__Your objective__
Return every one of the rows below without any change, keeping each line word for word.

--- START Supplied data ---

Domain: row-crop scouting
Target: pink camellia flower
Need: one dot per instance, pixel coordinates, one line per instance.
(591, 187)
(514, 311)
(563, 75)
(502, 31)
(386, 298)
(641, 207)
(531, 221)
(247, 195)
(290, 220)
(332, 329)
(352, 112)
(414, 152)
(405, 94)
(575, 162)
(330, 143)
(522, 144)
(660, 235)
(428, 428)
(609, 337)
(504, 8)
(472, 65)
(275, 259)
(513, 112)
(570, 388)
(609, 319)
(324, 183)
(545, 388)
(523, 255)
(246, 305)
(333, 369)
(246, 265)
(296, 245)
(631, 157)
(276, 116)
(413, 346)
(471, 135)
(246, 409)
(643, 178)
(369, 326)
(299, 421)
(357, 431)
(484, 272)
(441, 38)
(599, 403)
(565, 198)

--- END Supplied data ---

__Answer to the problem__
Domain: row-crop scouting
Target: pink camellia flower
Need: one dot per instance, pixel coordinates, one line per instance.
(591, 187)
(514, 311)
(563, 75)
(502, 31)
(386, 298)
(641, 207)
(531, 221)
(247, 195)
(290, 220)
(332, 329)
(352, 112)
(414, 152)
(405, 94)
(575, 162)
(330, 143)
(522, 144)
(660, 235)
(428, 428)
(609, 337)
(504, 8)
(472, 65)
(275, 259)
(513, 112)
(570, 388)
(609, 319)
(324, 183)
(545, 388)
(523, 255)
(246, 305)
(333, 369)
(246, 265)
(296, 245)
(631, 157)
(276, 116)
(413, 346)
(471, 135)
(246, 409)
(643, 178)
(369, 326)
(299, 421)
(357, 431)
(484, 272)
(441, 38)
(599, 403)
(565, 198)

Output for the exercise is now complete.